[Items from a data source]
= = = = = = =
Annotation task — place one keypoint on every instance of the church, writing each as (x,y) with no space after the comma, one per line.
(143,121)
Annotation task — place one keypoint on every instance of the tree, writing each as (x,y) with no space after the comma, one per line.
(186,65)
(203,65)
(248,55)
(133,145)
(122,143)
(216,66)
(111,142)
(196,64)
= = = = = = =
** DIRECTIONS FOR THIS TASK **
Every entry is to be restated word for word, with nothing dropped.

** ANSWER FOR THE TASK **
Annotation task — place one keypoint on every instance of the church, writing each as (x,y) with no space after the comma, one per line.
(143,121)
Annotation task — place one keypoint on every instance of the tree, writing each as (x,y) with no space after the comma, one per line.
(186,65)
(203,65)
(248,55)
(133,145)
(122,143)
(216,66)
(111,142)
(196,64)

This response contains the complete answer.